===== Tekst źródłowy
Noc żywych trupów

Powiadają, że sen bratem śmierci. Może dlatego z takim obrzydzeniem udają się moje dzieci w ramiona Morfeusza. Może stąd w ogóle imię tego całego Morfeusza, że niby bez zastrzyku morfiny to tak po prostu ich nie uśpisz. Mimo wszystko próbujemy. Ja próbuję głównie, bo Królowa Matka to raczej się do usypiania nie nadaje. Dlaczego? Bo zawsze ją te małe małpy ogłupią i przekręcą. Na dowód podaję przykład. Wychodzę na boks na 21. Kąpię dzieci, robię Miłemu Młodemu Człowiekowi mleko, czytam Oli bajkę. Zadaniem KM jest dokończenie sprawy. Wracam o 23. Właśnie kończą smażyć naleśniki. W domu wygląda jakby Ziobro już wygrał wybory i nasłał na mój dom CBA, co by przetrząsnął naszą siedzibę, pochwycił mnie we własnej osobie i zdemaskowawszy moją tożsamość ogłosił, że już nigdy nikt przez tego pana (wwwirgiliusza) ośmieszony nie będzie.

No więc na Królową Matkę liczyć nie można, co nie znaczy, żebym sam miał jakieś wspaniałe wyniki w tej dziedzinie. Przeciwnie. Bardziej się borykam niż skutecznie usypiam. Owszem, staram się być konsekwentny. Tak, mam parę sztuczek. Wszystkie działają. Albo nie. Zależnie od dnia.

Po pierwsze staram się przestrzegać stałych godzin kładzenia młodocianych spać. Najlepiej przed wiadomościami na wybranym kanale telewizyjnym Efekt? Fantastyczny. O określonej godzinie są już wykąpani, przebrani w piżamy i w stu procentach gotowi do zabawy, harców, śpiewania, grania oraz penetrowania regału z zabawkami. Trzeba ich więc tropić, łapać i zaganiać do kojców, klatek i tym podobnych miejsc im przeznaczonych. Królowa Matka mówi w takich sytuacjach zazwyczaj mniej więcej tak: „Daj spokój, zmęczą się, to się sami położą”. Jest to oczywiście nieprawda. Będą buszować aż do kresu naszej cierpliwości. Co innego, gdyby byli w gościach. Tam około godziny dwudziestej zaczną się słaniać, pokładać, pytać, kiedy pójdziemy do domu. Będą się domagać kąpieli, czystej piżamy i kąta do spania.
==========
===== Fragment zbioru danych
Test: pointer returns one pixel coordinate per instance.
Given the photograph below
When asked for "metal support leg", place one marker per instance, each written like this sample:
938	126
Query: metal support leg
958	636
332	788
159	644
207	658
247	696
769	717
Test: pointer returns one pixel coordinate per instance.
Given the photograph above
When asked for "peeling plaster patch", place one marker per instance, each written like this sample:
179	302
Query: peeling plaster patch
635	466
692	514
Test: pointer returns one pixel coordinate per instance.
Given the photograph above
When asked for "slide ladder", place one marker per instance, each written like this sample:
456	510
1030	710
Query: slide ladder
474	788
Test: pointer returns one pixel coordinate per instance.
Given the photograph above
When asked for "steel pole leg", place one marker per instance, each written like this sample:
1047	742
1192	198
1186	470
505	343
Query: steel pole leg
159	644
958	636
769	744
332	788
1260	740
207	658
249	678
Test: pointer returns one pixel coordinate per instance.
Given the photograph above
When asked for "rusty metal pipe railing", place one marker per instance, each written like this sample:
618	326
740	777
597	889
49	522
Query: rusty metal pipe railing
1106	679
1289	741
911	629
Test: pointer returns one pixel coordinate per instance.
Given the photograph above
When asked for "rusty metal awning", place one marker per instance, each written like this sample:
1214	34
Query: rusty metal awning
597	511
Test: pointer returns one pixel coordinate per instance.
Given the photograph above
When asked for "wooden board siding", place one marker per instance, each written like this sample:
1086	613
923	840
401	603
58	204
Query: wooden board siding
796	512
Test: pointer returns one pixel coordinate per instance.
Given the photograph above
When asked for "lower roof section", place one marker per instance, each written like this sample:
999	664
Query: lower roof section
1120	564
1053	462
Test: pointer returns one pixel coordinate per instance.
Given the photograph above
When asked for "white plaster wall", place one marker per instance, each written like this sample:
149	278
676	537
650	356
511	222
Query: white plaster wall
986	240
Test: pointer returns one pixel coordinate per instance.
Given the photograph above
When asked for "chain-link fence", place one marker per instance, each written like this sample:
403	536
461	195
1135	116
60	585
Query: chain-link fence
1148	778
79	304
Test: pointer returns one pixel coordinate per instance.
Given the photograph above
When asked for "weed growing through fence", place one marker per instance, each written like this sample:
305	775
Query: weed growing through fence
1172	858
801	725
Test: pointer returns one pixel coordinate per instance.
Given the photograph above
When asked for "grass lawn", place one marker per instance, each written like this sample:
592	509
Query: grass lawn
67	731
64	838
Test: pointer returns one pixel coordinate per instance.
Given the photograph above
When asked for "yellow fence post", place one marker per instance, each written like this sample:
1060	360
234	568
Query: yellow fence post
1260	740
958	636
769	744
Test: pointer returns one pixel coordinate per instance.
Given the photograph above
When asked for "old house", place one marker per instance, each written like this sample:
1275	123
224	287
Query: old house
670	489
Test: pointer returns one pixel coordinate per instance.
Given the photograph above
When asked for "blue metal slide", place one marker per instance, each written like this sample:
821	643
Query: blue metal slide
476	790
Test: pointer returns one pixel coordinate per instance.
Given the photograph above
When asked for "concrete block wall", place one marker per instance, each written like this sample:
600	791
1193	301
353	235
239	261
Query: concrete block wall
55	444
==========
**Polecenie A:**
Oceń, czy poniższe stwierdzenia są zgodne z tekstem o usypianiu dzieci, i przy każdym odpowiedz „tak” lub „nie”, przytaczając dosłownie rozstrzygające słowa tekstu.
(i) Autor wraca do domu o godzinie 23.
(ii) Zmęczone dzieci same kładą się spać.
(iii) W gościach dzieci około godziny dwudziestej zaczynają się słaniać.
**Polecenie B:**
Odpowiedz krótko na pytania do tekstu o usypianiu dzieci:
(i) Komu autor czyta bajkę?
(ii) Co kończono smażyć, gdy autor wrócił o 23?
(iii) Przed czym najlepiej kłaść dzieci spać według autora?

**Poprawna odpowiedź A:**
(i) Tak: „Wracam o 23.”
(ii) Nie: „Jest to oczywiście nieprawda. Będą buszować aż do kresu naszej cierpliwości.”
(iii) Tak: „Tam około godziny dwudziestej zaczną się słaniać, pokładać, pytać, kiedy pójdziemy do domu.”

**Poprawna odpowiedź B:**
(i) Oli.
(ii) Naleśniki.
(iii) Przed wiadomościami na wybranym kanale telewizyjnym.